Dehiwala Zoological Gardens

Roughly a sprawling 24 acres of floral and faunal zoological gardens, offering one a glimpse of the vast expanse of wildlife and plantlife which thrives in the Sri Lankan wilderness; the Dehiwala Zoological Gardens has earned a repute as one of the oldest zoos in Asia and is the national zoo in Sri Lanka. Home to hundreds of exotic and indigenous forms, local bred and foreign, the Gardens are a focal point to immerse yourself in the beauty of all that’s nature and to witness varied species in their raw, natural element.

Best Known For

  • The vast diversity of species housed; the overall number may vary from 2,000 to 3,000, with species breeding and the free living of birds being contributing factors. The Gardens are home to 72 species of Mammals, 65 species of Birds, 31 species of Reptiles, 89 species of Fish, 03 families of Amphibians and 30 species of Butterflies.
  • Housing rare and endangered species; the Dehiwala Zoological Gardens lays a focus on wildlife conservation, with some of its animals classed as endangered or aren’t commonly found on the isle. The Gardens often engages with zoological entities in varied countries for animal exchanges for breeding purposes as well.

Interesting Facts

  • Despite the massive number of animals, birds, reptiles and amphibians in varied sectors of the zoo, the structure of the Gardens is such that one does not miss witnessing a single living form, provided one follows the numbered signs which guides one through.
  • In the primates’ sector, lemurs, apes and approximately 16 varieties of monkeys perch, including the endemic Purple Faced Leaf Monkey and the Toque Monkey.
  • Prominent amongst the carnivores are the majestic cats native to local and foreign shores, such as the Sri Lankan Leopard, one of the isle’s top predators, the African Lion and the orange and white Bengal Tigers. The Tigers’ enclosure is slightly different from the traditional, with a strong glass wall separating the viewers from the animals, affording an as-close-as-you-can-get view of the large pacing cat who generally lingers quite near the boundary. Additionally present at the zoo are the smaller Fishing Cat, the Rusty Spotted Cat and the Jungle Cat, all indigenous to Sri Lanka.
  • A large space in the heart of the zoo is dedicated to one of the regal creatures to walk the earth; swaying from side to side in all their glory are the Asian and African elephants.
  • The hooved family makes their presence known; from the Black Rhinoceros, dubbed highly endangered and the second largest animal on land, to the Mule and the Horse and from native species such as the Spotted Deer to the exotic Mongolian Deer. Of the African continent are a few; the Giraffe, the Scimmitar Horned Oryx and the Greater Kudu (hippotragus niger).

*GIVEN DATA:*
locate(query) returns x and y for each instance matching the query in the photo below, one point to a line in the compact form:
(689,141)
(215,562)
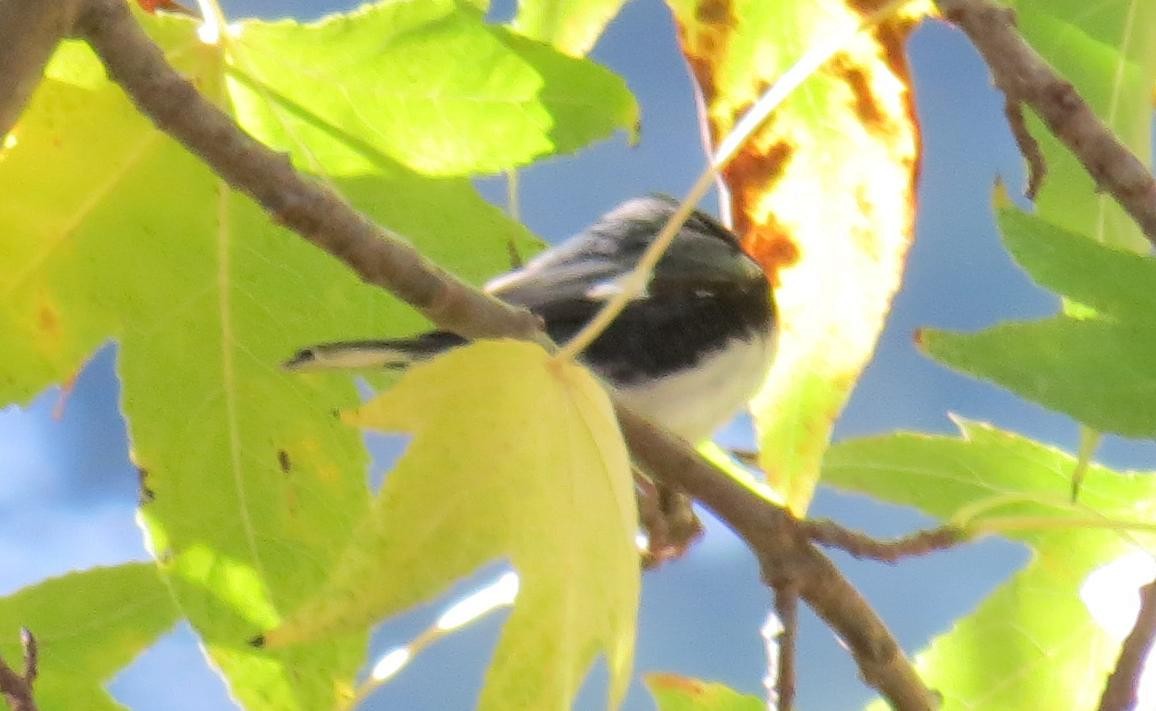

*TASK LIST:*
1 > From the Dehiwala zoo passage, write out the text between "Roughly a sprawling" and "raw, natural element.", inclusive.
2 > According to the Dehiwala zoo passage, what separates viewers from the Bengal Tigers in their enclosure?

*PROBLEM SOLUTIONS:*
1 >
Roughly a sprawling 24 acres of floral and faunal zoological gardens, offering one a glimpse of the vast expanse of wildlife and plantlife which thrives in the Sri Lankan wilderness; the Dehiwala Zoological Gardens has earned a repute as one of the oldest zoos in Asia and is the national zoo in Sri Lanka. Home to hundreds of exotic and indigenous forms, local bred and foreign, the Gardens are a focal point to immerse yourself in the beauty of all that’s nature and to witness varied species in their raw, natural element.

2 > A strong glass wall.